— begin —
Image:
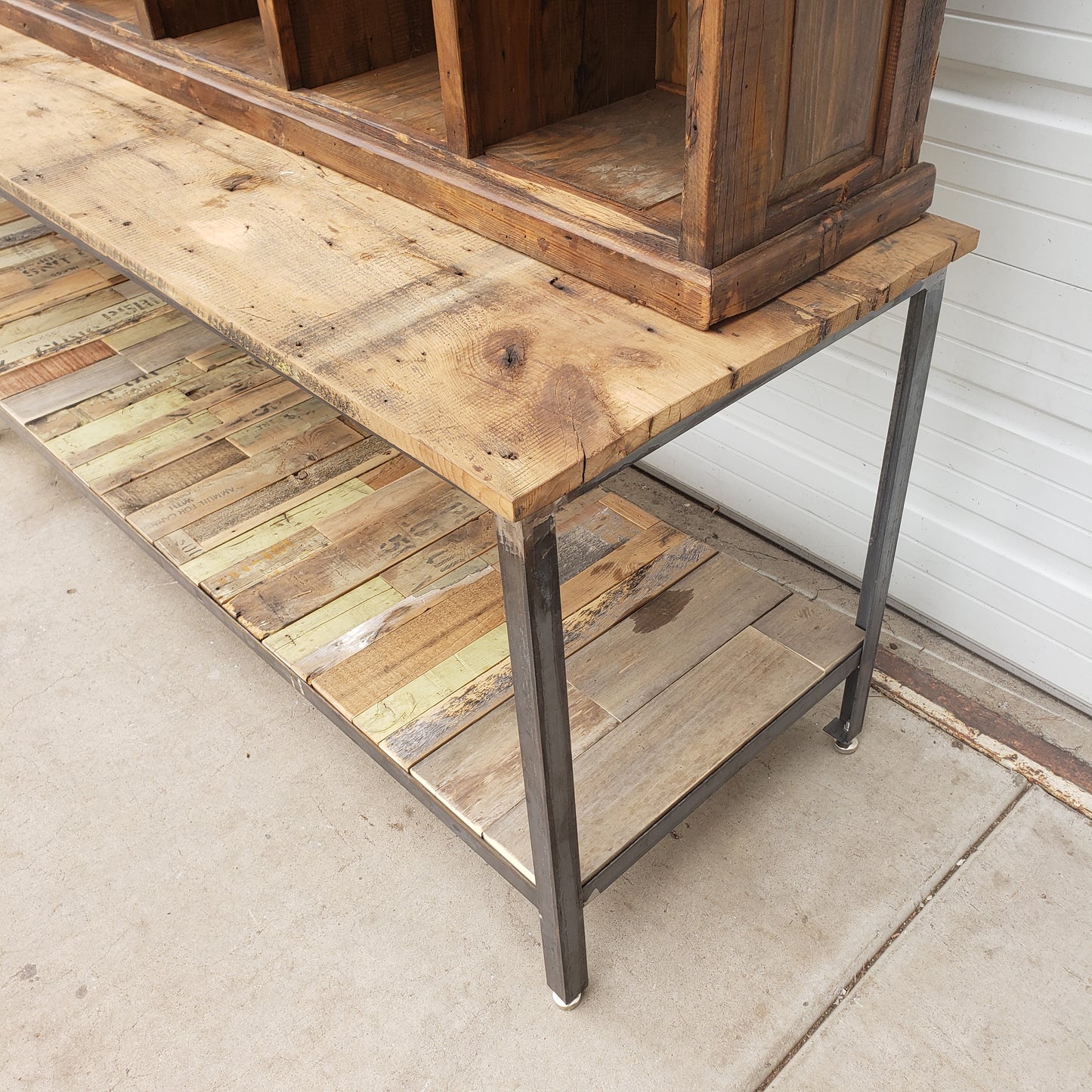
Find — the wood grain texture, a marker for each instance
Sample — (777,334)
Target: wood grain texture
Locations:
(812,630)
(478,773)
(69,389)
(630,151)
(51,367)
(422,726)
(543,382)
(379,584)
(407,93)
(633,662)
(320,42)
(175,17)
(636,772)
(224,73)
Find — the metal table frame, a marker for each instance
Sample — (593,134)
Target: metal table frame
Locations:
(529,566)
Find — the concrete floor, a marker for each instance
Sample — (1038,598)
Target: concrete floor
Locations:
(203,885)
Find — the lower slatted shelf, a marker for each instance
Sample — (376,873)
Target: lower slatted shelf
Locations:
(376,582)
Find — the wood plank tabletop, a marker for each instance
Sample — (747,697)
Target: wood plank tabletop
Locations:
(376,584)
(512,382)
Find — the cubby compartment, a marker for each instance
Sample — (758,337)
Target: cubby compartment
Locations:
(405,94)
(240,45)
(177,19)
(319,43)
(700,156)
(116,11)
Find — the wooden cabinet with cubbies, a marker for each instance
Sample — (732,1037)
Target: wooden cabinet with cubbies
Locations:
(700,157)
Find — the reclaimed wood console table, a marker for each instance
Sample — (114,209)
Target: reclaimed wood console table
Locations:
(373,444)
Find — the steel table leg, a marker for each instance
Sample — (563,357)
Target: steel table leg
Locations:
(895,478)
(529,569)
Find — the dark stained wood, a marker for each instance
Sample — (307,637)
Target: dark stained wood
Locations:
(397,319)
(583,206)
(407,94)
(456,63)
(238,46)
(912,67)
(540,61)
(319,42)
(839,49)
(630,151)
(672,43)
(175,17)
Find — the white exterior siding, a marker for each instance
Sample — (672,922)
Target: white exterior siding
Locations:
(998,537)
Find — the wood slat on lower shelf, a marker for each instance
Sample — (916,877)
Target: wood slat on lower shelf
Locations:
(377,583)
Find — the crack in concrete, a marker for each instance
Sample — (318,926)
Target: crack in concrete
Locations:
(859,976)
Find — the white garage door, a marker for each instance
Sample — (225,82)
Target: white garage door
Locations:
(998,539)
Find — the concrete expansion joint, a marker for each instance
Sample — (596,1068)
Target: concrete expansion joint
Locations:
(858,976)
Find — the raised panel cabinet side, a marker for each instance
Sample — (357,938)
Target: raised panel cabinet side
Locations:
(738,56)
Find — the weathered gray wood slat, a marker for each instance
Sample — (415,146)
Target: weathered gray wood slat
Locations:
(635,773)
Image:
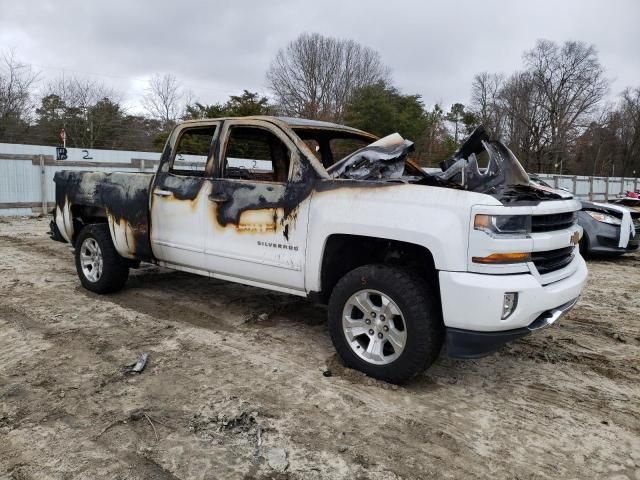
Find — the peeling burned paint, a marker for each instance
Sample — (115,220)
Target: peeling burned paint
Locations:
— end —
**Goal of the exercise**
Write out all the lines above again, swapping "wood grain texture" for "wood grain pattern" wherever it appears and changing nothing else. Omit the pictures.

**Finished task**
Image:
Find — the wood grain pattern, a marker for each instance
Sample — (777,334)
Target: wood grain pattern
Locations:
(812,630)
(478,773)
(69,389)
(630,151)
(51,367)
(422,726)
(543,382)
(379,584)
(407,93)
(633,662)
(320,42)
(175,17)
(636,772)
(224,73)
Find — the metal table frame, a marker for each instance
Sample — (593,134)
Target: metal table frame
Locations:
(529,566)
Find — the concrete floor, a marker for each instance
Sample — (1038,598)
Target: concrete floor
Locations:
(203,885)
Find — the lower slatted shelf, a marker for each instance
Sample — (376,873)
Target: lower slatted shelf
Locations:
(376,582)
Find — the wood plank tabletop, a marker for each instance
Sample — (747,697)
Target: wood plank tabletop
Locations:
(376,584)
(512,382)
Find — the cubby compartment, a marker for each instance
Sample — (758,337)
Target: cubby compartment
Locations:
(405,94)
(240,45)
(177,19)
(319,43)
(700,156)
(116,11)
Find — the wooden cabinet with cubbies, a marker for each instance
Sample — (732,1037)
Target: wooden cabinet with cubbies
Locations:
(700,157)
Find — the reclaimed wood console table, a marker for each instance
Sample — (114,209)
Target: reclaimed wood console table
Locations:
(373,444)
Find — the steel table leg, a marker for each instance
Sample — (563,357)
Target: steel table leg
Locations:
(895,478)
(529,569)
Find — the dark stained wood, a marker for each instance
Sample — (307,637)
Target: dark stained wood
Locations:
(397,319)
(583,206)
(407,94)
(456,63)
(238,46)
(912,67)
(540,61)
(319,42)
(839,49)
(630,151)
(672,43)
(175,17)
Find — the white exterior siding, a marker for each instance
Sample — (672,922)
Target: white exterior siding
Locations:
(998,537)
Find — the wood slat on lower shelf, a marker for each instance
Sample — (916,877)
Target: wood slat on lower shelf
Locations:
(377,583)
Find — the crack in concrete, a marker for each instance
Sample — (318,926)
Target: crack in concrete
Locations:
(859,976)
Find — the white garage door, a marker for each instance
Sample — (225,82)
Target: white garage door
Locations:
(998,539)
Find — the concrete expansion joint, a marker for each instance
Sample — (596,1068)
Target: concrete expansion joint
Locations:
(858,976)
Find — the raised panel cabinet side, a marker for each instance
Sample — (357,938)
Target: raised panel cabinet side
Locations:
(738,56)
Find — the weathered gray wood slat, a marker for each instance
Sample — (415,146)
Target: weathered gray wood slat
Locations:
(635,773)
Image:
Find — the peeling burned paint, a marker for each instance
Sample — (115,220)
Target: peeling burned paint
Locations:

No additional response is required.